Texte de la page:
Il parut que ce discours avait plu, car Son Altesse m’assigna sur-le-champ un bel âne et vingt ducats de gratification. Je refusai ceux-ci, en alléguant le péché que commet un derviche lorsqu’il s’avise de thésauriser ; en revanche, je le remerciai de son autre cadeau, mais j’appelai son attention sur le précepte sacré en vertu duquel un âne blanc est requis pour de tels pèlerinages, et je le priai de donner ordre qu’on m’en fournît un de cette couleur.

J’allais me retirer, lorsque le khan exprima le désir d’être mon hôte pendant la courte résidence que je comptais faire dans sa capitale ; il me priait donc d’accepter, pour défrayer mes repas quotidiens, les deux tenghe[1] que son haznadar était chargé de me compter. Un remercîment cordial et une nouvelle bénédiction précédèrent mon départ, salué par la foule qui encombrait l’avant-cour et le bazar, Selam Aleïkoum[2], on ne peut plus différents.

Données:
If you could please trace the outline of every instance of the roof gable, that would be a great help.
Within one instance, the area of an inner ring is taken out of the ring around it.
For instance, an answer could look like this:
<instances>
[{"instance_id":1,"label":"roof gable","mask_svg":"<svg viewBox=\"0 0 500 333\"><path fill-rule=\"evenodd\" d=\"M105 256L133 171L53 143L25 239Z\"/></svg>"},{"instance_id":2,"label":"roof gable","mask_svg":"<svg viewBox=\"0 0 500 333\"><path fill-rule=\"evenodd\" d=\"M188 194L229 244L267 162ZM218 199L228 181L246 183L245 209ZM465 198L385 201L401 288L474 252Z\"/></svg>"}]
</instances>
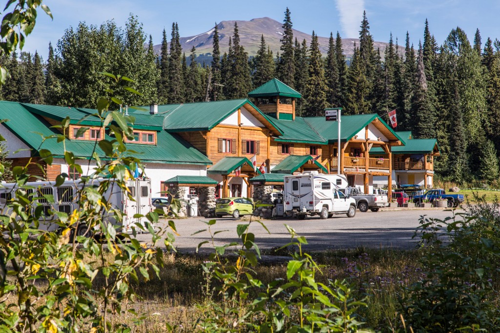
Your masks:
<instances>
[{"instance_id":1,"label":"roof gable","mask_svg":"<svg viewBox=\"0 0 500 333\"><path fill-rule=\"evenodd\" d=\"M248 97L282 96L300 98L302 95L277 78L272 78L248 92Z\"/></svg>"}]
</instances>

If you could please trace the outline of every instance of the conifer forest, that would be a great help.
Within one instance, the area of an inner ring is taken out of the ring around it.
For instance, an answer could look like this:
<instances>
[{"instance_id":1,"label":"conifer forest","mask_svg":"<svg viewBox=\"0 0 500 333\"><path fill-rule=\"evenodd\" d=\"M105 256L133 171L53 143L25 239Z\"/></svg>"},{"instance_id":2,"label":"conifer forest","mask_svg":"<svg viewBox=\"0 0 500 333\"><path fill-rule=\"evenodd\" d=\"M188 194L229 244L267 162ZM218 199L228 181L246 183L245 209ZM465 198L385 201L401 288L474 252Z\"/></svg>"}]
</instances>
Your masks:
<instances>
[{"instance_id":1,"label":"conifer forest","mask_svg":"<svg viewBox=\"0 0 500 333\"><path fill-rule=\"evenodd\" d=\"M246 98L276 77L302 94L300 116L323 116L325 108L342 107L344 114L376 113L388 120L395 109L396 130L438 138L437 179L498 186L500 40L482 36L478 30L470 40L457 27L440 44L431 24L426 20L422 35L406 33L404 41L388 36L388 47L376 49L364 14L358 44L346 58L338 32L330 34L326 54L314 31L310 43L294 38L287 8L278 54L262 36L256 55L249 57L236 24L229 51L221 54L216 24L212 60L200 64L194 47L189 54L182 52L176 23L163 31L158 54L135 16L124 28L112 20L100 26L82 22L49 44L45 61L38 52L0 59L10 73L0 98L92 108L106 88L106 78L96 73L105 72L140 84L135 88L142 94L118 96L128 105L220 100Z\"/></svg>"}]
</instances>

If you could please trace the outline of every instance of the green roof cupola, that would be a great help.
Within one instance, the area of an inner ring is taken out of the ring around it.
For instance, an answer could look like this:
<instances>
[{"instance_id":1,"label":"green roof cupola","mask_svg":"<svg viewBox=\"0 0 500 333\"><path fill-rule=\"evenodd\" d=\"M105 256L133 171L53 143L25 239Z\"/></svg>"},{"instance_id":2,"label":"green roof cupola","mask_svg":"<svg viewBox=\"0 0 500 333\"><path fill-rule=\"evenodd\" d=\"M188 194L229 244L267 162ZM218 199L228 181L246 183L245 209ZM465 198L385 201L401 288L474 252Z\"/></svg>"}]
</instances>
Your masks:
<instances>
[{"instance_id":1,"label":"green roof cupola","mask_svg":"<svg viewBox=\"0 0 500 333\"><path fill-rule=\"evenodd\" d=\"M258 108L282 120L295 120L295 99L302 95L277 78L268 81L248 93Z\"/></svg>"}]
</instances>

Exercice court:
Mettez à jour le passage du texte, de « Il parut que » à « de cette couleur. », en y remplaçant « ducats » par « sequins ». Les enregistrements n'ont aucun lien avec le texte.

Résultat attendu:
Il parut que ce discours avait plu, car Son Altesse m’assigna sur-le-champ un bel âne et vingt sequins de gratification. Je refusai ceux-ci, en alléguant le péché que commet un derviche lorsqu’il s’avise de thésauriser ; en revanche, je le remerciai de son autre cadeau, mais j’appelai son attention sur le précepte sacré en vertu duquel un âne blanc est requis pour de tels pèlerinages, et je le priai de donner ordre qu’on m’en fournît un de cette couleur.